[Start of SELECTED EXCERPT]

Legrome Derek Davis (born 1952) is an inactive Senior United States district judge of the United States District Court for the Eastern District of Pennsylvania.

Education and career

Born in Columbus, Ohio, Davis received a Bachelor of Arts degree from Princeton University in 1973 and a Juris Doctor from Rutgers School of Law - Camden in 1976. Davis was an assistant district attorney in Philadelphia from 1977 to 1980.  After leaving the D.A.'s office Judge Davis spent a year as an attorney for the Pennsylvania Crime Commission.  He returned to the D.A.'s office from 1981 to 1987, before spending a year in the general counsel's office at the University of Pennsylvania. He was briefly in private practice in Pennsylvania in 1987. He was elected a judge on the court of common pleas in Philadelphia, where he served from 1987 to 2002.

Federal judicial service

On January 23, 2002, Davis was nominated by President George W. Bush to a seat on the United States District Court for the Eastern District of Pennsylvania vacated by Edmund V. Ludwig. Davis was confirmed by the United States Senate on April 18, 2002, and received commission on April 23, 2002. He assumed senior status on September 28, 2017.

[End of SELECTED EXCERPT]
[Start of INFORMATION GIVEN]

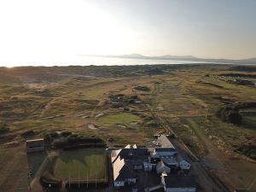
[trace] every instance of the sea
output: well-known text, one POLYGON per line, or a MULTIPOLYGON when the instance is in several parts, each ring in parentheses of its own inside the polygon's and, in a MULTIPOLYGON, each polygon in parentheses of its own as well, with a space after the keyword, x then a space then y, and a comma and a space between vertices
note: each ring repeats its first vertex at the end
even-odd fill
MULTIPOLYGON (((123 65, 157 65, 157 64, 195 64, 212 63, 207 61, 195 61, 189 60, 170 60, 170 59, 144 59, 144 58, 124 58, 109 56, 90 56, 90 55, 61 55, 51 57, 24 57, 14 58, 7 61, 0 61, 1 67, 20 67, 20 66, 123 66, 123 65)), ((216 64, 224 64, 218 63, 216 64)), ((228 63, 226 63, 228 64, 228 63)))

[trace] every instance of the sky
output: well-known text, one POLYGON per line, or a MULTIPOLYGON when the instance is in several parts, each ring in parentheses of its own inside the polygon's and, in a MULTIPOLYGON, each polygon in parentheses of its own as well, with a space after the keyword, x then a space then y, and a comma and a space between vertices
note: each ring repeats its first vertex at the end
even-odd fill
POLYGON ((90 54, 256 57, 255 20, 254 0, 0 0, 0 65, 90 54))

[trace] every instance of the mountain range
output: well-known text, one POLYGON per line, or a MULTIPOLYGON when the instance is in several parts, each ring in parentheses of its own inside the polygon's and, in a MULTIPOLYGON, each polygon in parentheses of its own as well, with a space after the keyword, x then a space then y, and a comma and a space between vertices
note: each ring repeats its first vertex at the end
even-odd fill
POLYGON ((221 63, 234 63, 234 64, 256 64, 256 57, 234 60, 234 59, 205 59, 198 58, 193 55, 165 55, 160 56, 145 56, 140 54, 131 54, 131 55, 94 55, 93 56, 102 56, 102 57, 115 57, 115 58, 131 58, 131 59, 151 59, 151 60, 183 60, 191 61, 206 61, 206 62, 221 62, 221 63))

[End of INFORMATION GIVEN]

== WRITTEN REQUEST ==
Return the part of the judge's biography that begins at the words "Education and career" and stops after "1987 to 2002.". The listing is separate from the judge's biography.

== OUTPUT OF THE TASK ==
Education and career

Born in Columbus, Ohio, Davis received a Bachelor of Arts degree from Princeton University in 1973 and a Juris Doctor from Rutgers School of Law - Camden in 1976. Davis was an assistant district attorney in Philadelphia from 1977 to 1980.  After leaving the D.A.'s office Judge Davis spent a year as an attorney for the Pennsylvania Crime Commission.  He returned to the D.A.'s office from 1981 to 1987, before spending a year in the general counsel's office at the University of Pennsylvania. He was briefly in private practice in Pennsylvania in 1987. He was elected a judge on the court of common pleas in Philadelphia, where he served from 1987 to 2002.